**Provided text:**
And the waters are further muddied by the fact that proprietary
licenses, although named as such, really are set up more like a
contract. Here is how Rod Dixon, Esq., author of the blog "Open Source
Software Law" and the book by the same name, explains it:
"More specifically, the drafters of the GNU GPL have
consistently viewed the GPL as a software license. This is likely to
mean that a copyright holder who licenses her software under the GPL,
and subsequently brings a law suit against an individual who allegedly
violated a term under the GPL would sue for copyright infringement
rather than breach of contract. In this case, the alleged infringer
could not raise a number of defenses that might be available to someone
alleged to have breached a contract. Since, generally, no one has a
right to use copyright protected software except the copyright holder,
the defendant cannot argue that he did not click on a consent button on
a website or otherwise agree to be bound by the license. . . . As a
practical matter, copyright holders often raise both types of claims in
litigation: breach of contract and copyright infringement. In many of
those cases, however, the copyright holder has adopted a software
license that is undoubtedly meant to be a contract."
A license like the GPL, on the other hand, which is a
true license by intent, and which, if you remember the original
definition, is a permission to do what otherwise you could not legally
do, fits the definition of license precisely. So when you hear that the
GPL is viral and can force proprietary code to become GPL, which a
couple of lawyers have been saying, you'll know that isn't true. If
you steal GPL code, you can expect enforcement, if the violation isn't
cured, but it can only be enforcement of a license, not a contract, and
a forced release under the GPL can't be imposed on you under copyright
law. It's not one of the choices, as Professor Moglen has explained.
You do have a choice under the GPL license: you can stop using the
stolen code and write your own, or you can decide you'd rather release
under the GPL. But the choice is yours. If you say, I choose neither,
then the court can impose an injunction to stop you from further
distribution, but it won't order your code released under the GPL. This
is because under copyright law, as Professor Moglen explained, your
penalty is the injunction, damages, and maybe attorney's fees. Your
code remains yours, as you can see, even in a worst case scenario. [2]
Of course, you could avoid all such troubles in the first place by
not stealing GPL code to begin with. But if something happens
inadvertently and some rogue employee sneaks some GPL code into your
proprietary product, the sky isn't falling. It's a manageable risk and a
solvable problem. No one wants to steal your code in retaliation or
force it to be something you don't want it to be. The GPL is
unequivocally a license, and that's the truth.

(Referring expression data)

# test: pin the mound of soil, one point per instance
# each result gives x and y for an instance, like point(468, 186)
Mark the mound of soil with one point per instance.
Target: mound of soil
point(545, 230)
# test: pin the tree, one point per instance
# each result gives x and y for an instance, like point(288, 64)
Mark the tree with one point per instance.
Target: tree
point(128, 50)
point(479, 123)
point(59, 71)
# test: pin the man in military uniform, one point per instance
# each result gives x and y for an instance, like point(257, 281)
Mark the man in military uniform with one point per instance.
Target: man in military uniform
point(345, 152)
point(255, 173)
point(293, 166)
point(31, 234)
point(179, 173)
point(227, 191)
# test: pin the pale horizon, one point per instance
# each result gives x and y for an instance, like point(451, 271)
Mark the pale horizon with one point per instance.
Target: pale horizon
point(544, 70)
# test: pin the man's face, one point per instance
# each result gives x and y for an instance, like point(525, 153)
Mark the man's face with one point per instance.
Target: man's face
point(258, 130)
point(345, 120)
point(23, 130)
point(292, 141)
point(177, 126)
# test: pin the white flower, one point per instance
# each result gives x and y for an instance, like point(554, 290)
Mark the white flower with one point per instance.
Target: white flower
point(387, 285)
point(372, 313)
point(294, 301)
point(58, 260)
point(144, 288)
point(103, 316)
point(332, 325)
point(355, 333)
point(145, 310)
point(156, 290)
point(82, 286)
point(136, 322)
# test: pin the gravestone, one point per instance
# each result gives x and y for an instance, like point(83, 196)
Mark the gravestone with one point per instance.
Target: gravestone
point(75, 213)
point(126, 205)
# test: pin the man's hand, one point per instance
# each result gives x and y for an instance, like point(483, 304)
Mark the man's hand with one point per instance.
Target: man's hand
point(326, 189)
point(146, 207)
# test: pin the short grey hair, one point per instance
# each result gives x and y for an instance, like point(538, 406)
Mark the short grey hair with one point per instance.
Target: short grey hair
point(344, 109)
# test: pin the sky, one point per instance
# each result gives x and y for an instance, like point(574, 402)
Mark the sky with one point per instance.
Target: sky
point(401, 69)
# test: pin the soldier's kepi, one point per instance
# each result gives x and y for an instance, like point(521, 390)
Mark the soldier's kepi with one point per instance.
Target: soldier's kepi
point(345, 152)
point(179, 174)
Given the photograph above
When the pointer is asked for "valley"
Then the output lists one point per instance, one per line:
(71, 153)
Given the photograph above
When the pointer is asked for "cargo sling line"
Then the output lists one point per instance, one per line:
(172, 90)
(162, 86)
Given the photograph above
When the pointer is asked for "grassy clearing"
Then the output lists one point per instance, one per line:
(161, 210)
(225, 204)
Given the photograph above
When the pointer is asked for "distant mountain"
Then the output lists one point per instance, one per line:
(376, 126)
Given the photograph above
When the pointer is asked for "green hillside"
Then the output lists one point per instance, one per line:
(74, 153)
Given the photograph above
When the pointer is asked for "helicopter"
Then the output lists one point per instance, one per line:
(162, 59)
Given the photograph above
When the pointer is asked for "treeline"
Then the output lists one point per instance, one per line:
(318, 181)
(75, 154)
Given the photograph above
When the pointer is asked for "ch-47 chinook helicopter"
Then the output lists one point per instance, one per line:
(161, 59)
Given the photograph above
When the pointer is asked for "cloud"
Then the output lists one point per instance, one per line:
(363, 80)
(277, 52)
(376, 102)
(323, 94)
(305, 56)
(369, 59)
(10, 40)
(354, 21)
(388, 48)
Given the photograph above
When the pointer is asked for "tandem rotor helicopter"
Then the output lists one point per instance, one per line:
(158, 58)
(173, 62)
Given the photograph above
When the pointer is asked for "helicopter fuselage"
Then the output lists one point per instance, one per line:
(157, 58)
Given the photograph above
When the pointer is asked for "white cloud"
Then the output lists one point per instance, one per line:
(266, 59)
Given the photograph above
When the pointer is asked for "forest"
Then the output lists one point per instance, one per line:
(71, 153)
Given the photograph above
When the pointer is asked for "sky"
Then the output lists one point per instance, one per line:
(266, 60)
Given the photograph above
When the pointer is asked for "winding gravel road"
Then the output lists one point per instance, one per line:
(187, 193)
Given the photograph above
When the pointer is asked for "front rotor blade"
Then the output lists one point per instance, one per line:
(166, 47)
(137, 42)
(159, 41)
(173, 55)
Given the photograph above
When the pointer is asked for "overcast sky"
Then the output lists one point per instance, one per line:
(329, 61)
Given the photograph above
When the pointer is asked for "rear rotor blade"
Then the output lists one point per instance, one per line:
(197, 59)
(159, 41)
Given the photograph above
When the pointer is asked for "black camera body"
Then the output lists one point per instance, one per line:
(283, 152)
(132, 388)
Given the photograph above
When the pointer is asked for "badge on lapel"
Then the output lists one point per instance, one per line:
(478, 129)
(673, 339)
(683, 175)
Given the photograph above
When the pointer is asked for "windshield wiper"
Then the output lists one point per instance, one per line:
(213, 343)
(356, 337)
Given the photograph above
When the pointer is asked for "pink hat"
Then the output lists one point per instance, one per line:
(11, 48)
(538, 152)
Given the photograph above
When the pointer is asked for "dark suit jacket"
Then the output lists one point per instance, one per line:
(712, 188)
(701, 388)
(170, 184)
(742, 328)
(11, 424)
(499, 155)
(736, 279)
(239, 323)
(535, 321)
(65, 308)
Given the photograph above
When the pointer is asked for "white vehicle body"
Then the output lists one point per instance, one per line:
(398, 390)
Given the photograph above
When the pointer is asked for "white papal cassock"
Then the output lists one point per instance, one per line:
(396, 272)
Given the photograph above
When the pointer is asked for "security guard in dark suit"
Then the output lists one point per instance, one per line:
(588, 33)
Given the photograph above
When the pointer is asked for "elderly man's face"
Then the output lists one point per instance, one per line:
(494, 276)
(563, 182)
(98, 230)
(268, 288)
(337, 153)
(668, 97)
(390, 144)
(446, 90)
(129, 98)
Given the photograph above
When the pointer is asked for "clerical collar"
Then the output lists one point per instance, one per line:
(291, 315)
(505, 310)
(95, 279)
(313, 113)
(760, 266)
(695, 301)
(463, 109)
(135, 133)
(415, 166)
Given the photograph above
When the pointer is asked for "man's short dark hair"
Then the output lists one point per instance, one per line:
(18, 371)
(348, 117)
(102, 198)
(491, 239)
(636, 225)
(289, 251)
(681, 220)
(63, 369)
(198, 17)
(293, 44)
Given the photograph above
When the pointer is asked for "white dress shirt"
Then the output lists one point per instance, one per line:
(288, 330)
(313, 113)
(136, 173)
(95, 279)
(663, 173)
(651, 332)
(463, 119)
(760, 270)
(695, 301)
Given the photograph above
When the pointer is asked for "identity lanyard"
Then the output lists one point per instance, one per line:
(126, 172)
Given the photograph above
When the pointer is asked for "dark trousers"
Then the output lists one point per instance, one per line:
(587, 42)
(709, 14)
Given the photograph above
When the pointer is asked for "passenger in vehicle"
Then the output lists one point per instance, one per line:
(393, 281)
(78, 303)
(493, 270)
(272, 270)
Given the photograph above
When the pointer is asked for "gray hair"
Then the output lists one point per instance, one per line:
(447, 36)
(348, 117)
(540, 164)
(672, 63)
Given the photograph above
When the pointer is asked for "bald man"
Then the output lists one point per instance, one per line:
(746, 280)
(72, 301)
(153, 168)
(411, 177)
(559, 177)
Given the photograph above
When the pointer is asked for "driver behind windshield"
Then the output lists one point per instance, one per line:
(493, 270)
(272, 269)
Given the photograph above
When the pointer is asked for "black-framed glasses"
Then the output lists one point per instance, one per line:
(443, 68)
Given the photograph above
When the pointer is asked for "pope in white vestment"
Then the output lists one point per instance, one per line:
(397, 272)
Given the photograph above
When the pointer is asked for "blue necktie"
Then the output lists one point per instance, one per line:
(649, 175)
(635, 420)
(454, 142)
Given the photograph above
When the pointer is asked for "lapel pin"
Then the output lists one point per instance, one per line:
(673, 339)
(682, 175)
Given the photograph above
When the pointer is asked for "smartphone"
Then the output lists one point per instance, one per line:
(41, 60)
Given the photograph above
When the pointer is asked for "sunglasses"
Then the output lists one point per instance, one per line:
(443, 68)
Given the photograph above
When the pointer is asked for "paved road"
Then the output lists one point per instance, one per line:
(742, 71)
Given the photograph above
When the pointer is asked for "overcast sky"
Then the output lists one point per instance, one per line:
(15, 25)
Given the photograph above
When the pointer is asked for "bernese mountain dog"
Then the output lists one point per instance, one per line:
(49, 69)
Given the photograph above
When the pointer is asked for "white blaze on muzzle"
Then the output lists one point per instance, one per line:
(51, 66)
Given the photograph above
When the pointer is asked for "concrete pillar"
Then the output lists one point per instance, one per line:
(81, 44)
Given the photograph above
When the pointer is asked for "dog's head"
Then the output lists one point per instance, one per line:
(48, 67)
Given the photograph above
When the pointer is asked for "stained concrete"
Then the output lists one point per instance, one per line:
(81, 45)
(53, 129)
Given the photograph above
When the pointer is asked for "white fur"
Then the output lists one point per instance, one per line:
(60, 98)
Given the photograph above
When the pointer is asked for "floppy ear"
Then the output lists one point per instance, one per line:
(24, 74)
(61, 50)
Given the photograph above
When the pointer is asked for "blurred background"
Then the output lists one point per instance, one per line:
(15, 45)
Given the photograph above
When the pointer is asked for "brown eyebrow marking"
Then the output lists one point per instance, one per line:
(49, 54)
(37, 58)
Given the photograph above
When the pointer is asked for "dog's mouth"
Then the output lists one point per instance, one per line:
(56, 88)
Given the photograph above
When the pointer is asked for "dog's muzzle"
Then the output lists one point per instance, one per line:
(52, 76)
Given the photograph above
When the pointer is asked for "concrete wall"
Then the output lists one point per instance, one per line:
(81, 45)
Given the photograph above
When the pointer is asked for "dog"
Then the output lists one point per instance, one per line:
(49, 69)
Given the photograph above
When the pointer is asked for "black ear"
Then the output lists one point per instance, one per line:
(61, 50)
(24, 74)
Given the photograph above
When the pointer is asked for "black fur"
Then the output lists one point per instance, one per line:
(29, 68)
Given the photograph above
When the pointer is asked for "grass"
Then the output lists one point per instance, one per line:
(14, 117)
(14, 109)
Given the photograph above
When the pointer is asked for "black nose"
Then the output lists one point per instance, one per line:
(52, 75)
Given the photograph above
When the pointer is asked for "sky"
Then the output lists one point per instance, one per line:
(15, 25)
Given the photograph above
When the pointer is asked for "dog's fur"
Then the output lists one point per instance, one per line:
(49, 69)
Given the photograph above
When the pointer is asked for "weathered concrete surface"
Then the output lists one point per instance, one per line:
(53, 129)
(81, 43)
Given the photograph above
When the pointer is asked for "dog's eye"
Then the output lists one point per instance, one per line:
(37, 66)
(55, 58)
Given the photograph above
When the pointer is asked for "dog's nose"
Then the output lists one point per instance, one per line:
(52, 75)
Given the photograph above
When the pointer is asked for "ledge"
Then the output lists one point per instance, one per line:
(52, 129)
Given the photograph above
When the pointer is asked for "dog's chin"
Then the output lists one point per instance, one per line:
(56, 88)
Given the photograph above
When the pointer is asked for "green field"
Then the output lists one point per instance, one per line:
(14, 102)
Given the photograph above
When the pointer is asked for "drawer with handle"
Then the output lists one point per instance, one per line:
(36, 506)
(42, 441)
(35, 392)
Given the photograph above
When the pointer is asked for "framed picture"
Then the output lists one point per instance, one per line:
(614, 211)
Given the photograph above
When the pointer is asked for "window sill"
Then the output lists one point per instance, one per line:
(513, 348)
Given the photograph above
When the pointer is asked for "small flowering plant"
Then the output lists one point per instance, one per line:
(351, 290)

**Work instructions:**
- A) In the GPL passage, please rewrite the paragraph beginning "Of course, you could avoid all such troubles" as a short list that keeps its main facts.
- B) According to the GPL passage, why won't a court order your code released under the GPL if you refuse both to stop using the code and to release under the GPL?
- C) What is the name of the blog by Rod Dixon cited in the GPL passage?
The records have no connection to the GPL passage.

**Outputs for the tasks:**
- A)
- Not stealing GPL code avoids these troubles entirely.
- If GPL code gets into a proprietary product by accident, for example through a rogue employee, the sky isn't falling. It is a manageable risk and a solvable problem.
- No one wants to steal your code in retaliation or force it to be something you don't want.
- The GPL is unequivocally a license.

- B) Under copyright law, as Professor Moglen explained, the penalty is an injunction, damages, and maybe attorney's fees. A forced release under the GPL is not one of those penalties, so your code stays yours even in a worst case scenario.

- C) "Open Source Software Law," which is also the name of his book.